Problem statement:
The listing below should be reproduced exactly, with the pictures omitted.

Data for this task:
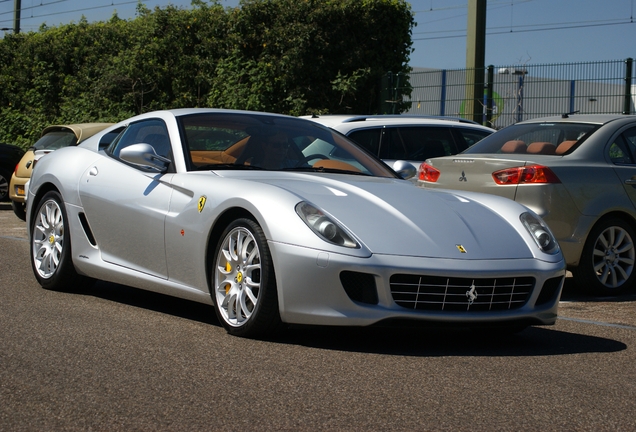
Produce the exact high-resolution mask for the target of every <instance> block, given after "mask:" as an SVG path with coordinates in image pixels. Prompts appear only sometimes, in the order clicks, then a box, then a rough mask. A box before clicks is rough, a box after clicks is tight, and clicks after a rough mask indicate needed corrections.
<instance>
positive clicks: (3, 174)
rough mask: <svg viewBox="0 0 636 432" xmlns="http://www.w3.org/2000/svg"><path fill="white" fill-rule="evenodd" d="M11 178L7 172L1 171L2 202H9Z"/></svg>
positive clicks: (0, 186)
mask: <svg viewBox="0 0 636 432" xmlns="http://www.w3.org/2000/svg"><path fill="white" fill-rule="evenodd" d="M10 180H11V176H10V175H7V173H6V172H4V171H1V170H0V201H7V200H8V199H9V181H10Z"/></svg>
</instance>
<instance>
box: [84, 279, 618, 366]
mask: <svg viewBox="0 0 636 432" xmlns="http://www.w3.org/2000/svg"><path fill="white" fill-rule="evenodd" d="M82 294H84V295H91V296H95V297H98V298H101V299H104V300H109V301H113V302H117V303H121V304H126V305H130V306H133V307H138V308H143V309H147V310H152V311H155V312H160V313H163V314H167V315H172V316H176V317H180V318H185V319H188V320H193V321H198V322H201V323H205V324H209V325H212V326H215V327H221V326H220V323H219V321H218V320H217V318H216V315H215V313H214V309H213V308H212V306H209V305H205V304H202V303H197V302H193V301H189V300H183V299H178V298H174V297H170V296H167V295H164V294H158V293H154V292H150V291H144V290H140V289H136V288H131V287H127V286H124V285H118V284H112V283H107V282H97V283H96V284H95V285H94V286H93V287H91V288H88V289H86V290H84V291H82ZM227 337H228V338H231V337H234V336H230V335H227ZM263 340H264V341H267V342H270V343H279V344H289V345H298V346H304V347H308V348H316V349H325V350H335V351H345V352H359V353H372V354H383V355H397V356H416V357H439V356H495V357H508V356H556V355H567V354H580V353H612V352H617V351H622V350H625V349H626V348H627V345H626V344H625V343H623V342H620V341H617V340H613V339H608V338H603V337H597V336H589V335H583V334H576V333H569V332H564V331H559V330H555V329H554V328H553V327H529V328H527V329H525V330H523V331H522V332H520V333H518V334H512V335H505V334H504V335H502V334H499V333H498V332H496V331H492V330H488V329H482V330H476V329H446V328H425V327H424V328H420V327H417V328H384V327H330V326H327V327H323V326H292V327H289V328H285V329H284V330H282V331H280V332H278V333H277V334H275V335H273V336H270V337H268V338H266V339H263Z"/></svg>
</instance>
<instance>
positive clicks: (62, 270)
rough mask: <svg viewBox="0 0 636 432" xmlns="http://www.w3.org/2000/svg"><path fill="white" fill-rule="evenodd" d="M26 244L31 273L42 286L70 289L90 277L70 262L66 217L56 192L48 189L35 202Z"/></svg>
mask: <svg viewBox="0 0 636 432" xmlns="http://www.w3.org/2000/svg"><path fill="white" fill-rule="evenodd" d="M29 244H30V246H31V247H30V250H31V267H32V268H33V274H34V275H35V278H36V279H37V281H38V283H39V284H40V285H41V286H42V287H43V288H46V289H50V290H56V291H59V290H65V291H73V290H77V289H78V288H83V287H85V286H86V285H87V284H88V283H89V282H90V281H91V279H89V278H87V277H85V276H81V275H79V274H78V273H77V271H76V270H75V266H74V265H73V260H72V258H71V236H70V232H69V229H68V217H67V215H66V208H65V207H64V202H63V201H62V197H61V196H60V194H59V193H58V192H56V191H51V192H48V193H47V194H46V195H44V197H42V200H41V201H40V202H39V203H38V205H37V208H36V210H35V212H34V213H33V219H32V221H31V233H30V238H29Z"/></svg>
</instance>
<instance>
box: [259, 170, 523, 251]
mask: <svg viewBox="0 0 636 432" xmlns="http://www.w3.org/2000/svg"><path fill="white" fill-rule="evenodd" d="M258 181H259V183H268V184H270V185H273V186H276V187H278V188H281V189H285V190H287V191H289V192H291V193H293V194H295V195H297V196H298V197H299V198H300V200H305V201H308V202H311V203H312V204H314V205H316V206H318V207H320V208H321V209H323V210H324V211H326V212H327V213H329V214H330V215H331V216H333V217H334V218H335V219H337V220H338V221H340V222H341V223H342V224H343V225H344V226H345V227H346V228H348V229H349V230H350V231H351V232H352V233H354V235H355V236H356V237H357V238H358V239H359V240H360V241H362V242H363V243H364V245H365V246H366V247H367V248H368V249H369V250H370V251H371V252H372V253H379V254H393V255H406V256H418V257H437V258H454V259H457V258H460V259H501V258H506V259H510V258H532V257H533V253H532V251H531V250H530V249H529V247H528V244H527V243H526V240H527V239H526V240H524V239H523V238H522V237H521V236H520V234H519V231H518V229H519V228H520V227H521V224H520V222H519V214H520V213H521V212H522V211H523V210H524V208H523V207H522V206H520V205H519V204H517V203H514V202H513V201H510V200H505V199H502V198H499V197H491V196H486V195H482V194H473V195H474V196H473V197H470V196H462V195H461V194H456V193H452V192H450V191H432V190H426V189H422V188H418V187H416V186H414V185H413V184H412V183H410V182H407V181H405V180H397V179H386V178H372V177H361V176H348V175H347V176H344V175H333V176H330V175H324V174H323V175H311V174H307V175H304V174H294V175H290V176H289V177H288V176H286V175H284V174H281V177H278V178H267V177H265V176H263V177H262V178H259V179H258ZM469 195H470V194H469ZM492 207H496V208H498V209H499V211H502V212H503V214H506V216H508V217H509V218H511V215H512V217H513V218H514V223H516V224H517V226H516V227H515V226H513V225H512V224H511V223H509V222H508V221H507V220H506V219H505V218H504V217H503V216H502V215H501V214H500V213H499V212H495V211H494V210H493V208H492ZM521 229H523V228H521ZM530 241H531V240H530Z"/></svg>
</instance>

Solved exercise:
Produce the exact high-resolution mask for the target of every <instance> block, given after "mask:" as an SVG path with coordinates in image pixels. Prompts appear only sometimes, in the order clicks, then a box, then a rough mask. A box before clicks is rough, a box after clicks is tight, and clicks after a rough mask indicate needed corrections.
<instance>
positive clicks: (3, 174)
rough mask: <svg viewBox="0 0 636 432" xmlns="http://www.w3.org/2000/svg"><path fill="white" fill-rule="evenodd" d="M11 178L7 172L1 171L2 202H9Z"/></svg>
positive clicks: (0, 186)
mask: <svg viewBox="0 0 636 432" xmlns="http://www.w3.org/2000/svg"><path fill="white" fill-rule="evenodd" d="M10 180H11V176H10V175H7V173H6V172H4V171H1V170H0V201H7V200H8V199H9V181H10Z"/></svg>
</instance>
<instance>
box: [84, 279, 618, 366]
mask: <svg viewBox="0 0 636 432" xmlns="http://www.w3.org/2000/svg"><path fill="white" fill-rule="evenodd" d="M82 294H84V295H91V296H95V297H98V298H101V299H104V300H109V301H113V302H117V303H121V304H126V305H130V306H133V307H138V308H143V309H147V310H152V311H155V312H160V313H163V314H167V315H172V316H176V317H180V318H185V319H188V320H193V321H198V322H201V323H205V324H209V325H212V326H215V327H221V326H220V323H219V321H218V320H217V318H216V315H215V313H214V309H213V308H212V306H209V305H205V304H202V303H197V302H193V301H189V300H183V299H178V298H174V297H170V296H167V295H164V294H158V293H154V292H150V291H144V290H140V289H136V288H131V287H127V286H124V285H118V284H112V283H107V282H97V283H96V284H95V285H94V286H93V287H91V288H88V289H86V290H84V291H82ZM227 337H228V338H231V337H234V336H230V335H227ZM263 340H264V341H267V342H270V343H279V344H289V345H298V346H304V347H308V348H316V349H325V350H335V351H345V352H359V353H372V354H383V355H397V356H416V357H439V356H495V357H508V356H556V355H567V354H580V353H612V352H617V351H622V350H625V349H626V348H627V345H626V344H625V343H623V342H620V341H617V340H613V339H608V338H603V337H597V336H589V335H583V334H576V333H569V332H564V331H559V330H555V329H554V328H553V327H529V328H527V329H525V330H523V331H522V332H520V333H518V334H512V335H505V334H504V335H502V334H499V333H498V332H496V331H492V330H488V329H482V330H476V329H446V328H425V327H424V328H420V327H417V328H384V327H330V326H327V327H323V326H292V327H289V328H285V329H284V330H282V331H280V332H278V333H277V334H275V335H273V336H270V337H268V338H266V339H263Z"/></svg>
</instance>
<instance>
positive clicks: (62, 270)
rough mask: <svg viewBox="0 0 636 432" xmlns="http://www.w3.org/2000/svg"><path fill="white" fill-rule="evenodd" d="M26 244L31 273L42 286L70 289L90 277L70 262L66 217L56 192L48 189L35 202Z"/></svg>
mask: <svg viewBox="0 0 636 432" xmlns="http://www.w3.org/2000/svg"><path fill="white" fill-rule="evenodd" d="M29 244H30V246H31V247H30V250H31V267H32V268H33V274H34V275H35V278H36V279H37V281H38V283H39V284H40V285H41V286H42V287H43V288H46V289H50V290H56V291H59V290H65V291H73V290H77V289H78V288H83V287H85V286H86V285H87V284H88V283H89V282H90V281H91V279H89V278H87V277H85V276H81V275H79V274H78V273H77V271H76V270H75V266H74V265H73V260H72V258H71V236H70V232H69V229H68V217H67V215H66V208H65V207H64V202H63V201H62V197H61V196H60V194H59V193H58V192H56V191H51V192H48V193H47V194H46V195H44V197H42V200H41V201H40V202H39V203H38V205H37V208H36V210H35V212H34V213H33V219H32V221H31V233H30V238H29Z"/></svg>
</instance>
<instance>
box: [259, 170, 523, 251]
mask: <svg viewBox="0 0 636 432" xmlns="http://www.w3.org/2000/svg"><path fill="white" fill-rule="evenodd" d="M258 181H259V183H268V184H270V185H273V186H276V187H278V188H281V189H285V190H287V191H289V192H291V193H293V194H295V195H297V196H298V197H299V198H300V200H305V201H308V202H311V203H312V204H314V205H316V206H318V207H320V208H321V209H323V210H324V211H326V212H327V213H329V214H330V215H331V216H333V217H334V218H335V219H337V220H338V221H340V222H341V223H342V224H343V225H344V226H345V227H346V228H348V229H349V230H350V231H351V232H352V233H354V235H355V236H356V237H357V238H358V239H359V240H360V241H362V242H363V243H364V245H365V246H366V247H367V248H368V249H369V250H370V251H371V252H372V253H379V254H393V255H406V256H418V257H437V258H454V259H457V258H460V259H501V258H506V259H510V258H532V257H533V253H532V251H531V250H530V249H529V247H528V244H527V243H526V240H527V239H526V240H524V239H523V238H522V237H521V236H520V234H519V231H518V229H519V228H520V227H521V224H520V222H519V214H520V213H521V212H522V211H523V210H524V208H523V207H522V206H520V205H519V204H517V203H514V202H513V201H510V200H505V199H502V198H499V197H491V196H486V195H482V194H473V195H474V196H473V197H470V196H462V195H461V194H456V193H452V192H450V191H432V190H426V189H422V188H418V187H416V186H414V185H413V184H412V183H410V182H407V181H405V180H397V179H386V178H372V177H361V176H348V175H347V176H344V175H333V176H330V175H324V174H323V175H311V174H307V175H304V174H294V175H290V176H289V177H288V176H286V175H284V174H281V177H278V178H267V177H265V176H263V177H262V178H259V179H258ZM469 195H470V194H469ZM492 207H496V208H498V209H499V211H502V212H503V214H506V216H508V217H509V218H511V215H512V217H513V218H514V223H516V224H517V226H516V227H515V226H513V225H512V224H511V223H509V222H508V221H507V220H506V219H505V218H504V217H503V216H502V215H501V214H500V213H499V212H495V211H494V210H493V208H492ZM521 229H523V228H521ZM530 241H531V240H530Z"/></svg>
</instance>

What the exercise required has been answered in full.